**What this task involves:**
Reproduce, unchanged, the stretch from the line containing "Each instance receives one keypoint. Tag the tinted" through the end of the records.

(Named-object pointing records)
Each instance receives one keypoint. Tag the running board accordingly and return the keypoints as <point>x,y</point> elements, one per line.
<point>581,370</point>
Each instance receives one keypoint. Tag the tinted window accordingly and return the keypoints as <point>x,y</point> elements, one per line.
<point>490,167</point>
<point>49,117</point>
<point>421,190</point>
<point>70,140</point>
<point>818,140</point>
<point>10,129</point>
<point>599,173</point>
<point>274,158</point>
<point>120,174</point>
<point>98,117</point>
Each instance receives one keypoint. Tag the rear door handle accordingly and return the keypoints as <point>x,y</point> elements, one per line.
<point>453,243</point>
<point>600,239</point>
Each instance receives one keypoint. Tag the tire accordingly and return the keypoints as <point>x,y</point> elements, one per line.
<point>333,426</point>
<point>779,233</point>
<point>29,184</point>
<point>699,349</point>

**Output:**
Each instance receives one keypoint. Tag the tinted window accordingly and return the keypoints as <point>x,y</point> elements, one per line.
<point>490,167</point>
<point>49,117</point>
<point>421,190</point>
<point>70,140</point>
<point>818,140</point>
<point>10,129</point>
<point>599,173</point>
<point>274,158</point>
<point>120,174</point>
<point>98,117</point>
Each instance receives one keypoint. Tag the rear door handle accordingly and return the keypoints as <point>x,y</point> elements, one per line.
<point>453,243</point>
<point>600,239</point>
Each instance receives one keypoint. Tag the tire accordingly and return the keypoints as <point>x,y</point> elements, one per line.
<point>333,426</point>
<point>779,233</point>
<point>29,184</point>
<point>699,349</point>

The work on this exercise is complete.